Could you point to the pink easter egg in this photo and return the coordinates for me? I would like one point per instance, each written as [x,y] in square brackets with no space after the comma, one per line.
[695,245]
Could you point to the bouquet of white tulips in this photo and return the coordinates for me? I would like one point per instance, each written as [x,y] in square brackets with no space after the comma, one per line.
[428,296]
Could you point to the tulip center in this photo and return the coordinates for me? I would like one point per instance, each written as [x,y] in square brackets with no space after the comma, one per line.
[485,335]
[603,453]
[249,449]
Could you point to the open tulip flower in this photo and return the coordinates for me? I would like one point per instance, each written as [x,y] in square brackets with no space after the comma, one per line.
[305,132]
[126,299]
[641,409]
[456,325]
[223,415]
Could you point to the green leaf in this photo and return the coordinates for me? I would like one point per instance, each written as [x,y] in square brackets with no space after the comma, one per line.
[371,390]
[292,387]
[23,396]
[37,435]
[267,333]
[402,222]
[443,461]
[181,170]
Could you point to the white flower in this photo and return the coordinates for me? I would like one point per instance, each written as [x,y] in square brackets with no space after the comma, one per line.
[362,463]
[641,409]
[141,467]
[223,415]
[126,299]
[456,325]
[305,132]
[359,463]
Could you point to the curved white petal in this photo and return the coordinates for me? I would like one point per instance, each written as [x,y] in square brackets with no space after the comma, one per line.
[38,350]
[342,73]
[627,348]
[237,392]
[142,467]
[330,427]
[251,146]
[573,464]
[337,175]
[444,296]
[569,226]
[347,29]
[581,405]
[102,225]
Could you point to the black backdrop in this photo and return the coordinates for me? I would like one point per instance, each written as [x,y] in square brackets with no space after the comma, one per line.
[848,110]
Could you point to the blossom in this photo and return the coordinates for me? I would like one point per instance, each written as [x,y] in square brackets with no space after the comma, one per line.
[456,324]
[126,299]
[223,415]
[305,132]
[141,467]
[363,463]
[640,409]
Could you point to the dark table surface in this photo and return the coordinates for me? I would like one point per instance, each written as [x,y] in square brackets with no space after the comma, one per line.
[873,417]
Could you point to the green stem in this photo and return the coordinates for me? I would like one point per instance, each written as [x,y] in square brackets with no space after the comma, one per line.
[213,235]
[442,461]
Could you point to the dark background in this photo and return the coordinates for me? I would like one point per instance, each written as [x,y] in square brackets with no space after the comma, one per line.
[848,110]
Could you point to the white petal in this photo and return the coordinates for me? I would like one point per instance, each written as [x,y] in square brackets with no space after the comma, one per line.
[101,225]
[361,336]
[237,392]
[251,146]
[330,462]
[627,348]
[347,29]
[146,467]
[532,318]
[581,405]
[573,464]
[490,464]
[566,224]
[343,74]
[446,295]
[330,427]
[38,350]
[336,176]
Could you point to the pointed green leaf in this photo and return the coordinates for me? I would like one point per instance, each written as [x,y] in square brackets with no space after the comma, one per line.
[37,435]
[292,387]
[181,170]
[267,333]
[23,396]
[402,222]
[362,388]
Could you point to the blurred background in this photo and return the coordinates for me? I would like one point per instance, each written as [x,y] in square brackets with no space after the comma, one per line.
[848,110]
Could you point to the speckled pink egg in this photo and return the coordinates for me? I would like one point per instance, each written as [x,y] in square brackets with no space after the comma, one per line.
——
• **The problem**: Repeat exactly, and only, the lines of the records above, starting with the line that contains "Could you point to the white petal" and ending with the final line, both included.

• **Task solution**:
Could you point to the white petal in this photo and return the coordinates for me? I would like one point per instance, each written as [x,y] in square brackets with no space after the comma, one per line.
[101,225]
[361,336]
[237,392]
[251,146]
[330,462]
[627,348]
[347,29]
[146,467]
[532,318]
[581,405]
[573,464]
[490,464]
[566,224]
[343,74]
[446,295]
[330,427]
[38,350]
[336,176]
Could you point to the pointed green leaf in this photo and return the coordinates for me? I would like one point per instance, each written as [x,y] in square brackets with no space after the comma, one per line.
[37,435]
[292,387]
[181,170]
[267,333]
[23,396]
[402,222]
[362,388]
Could you point to the blurred background in this photo and return the coordinates for me? I would like one point per instance, each written as [x,y] in square brackets with no space after the comma, one per line.
[848,110]
Could you point to the speckled pink egg in this photo and return the coordinates for me? I would like one point per instance, each written as [x,y] in square brackets with no space after the comma, one per line.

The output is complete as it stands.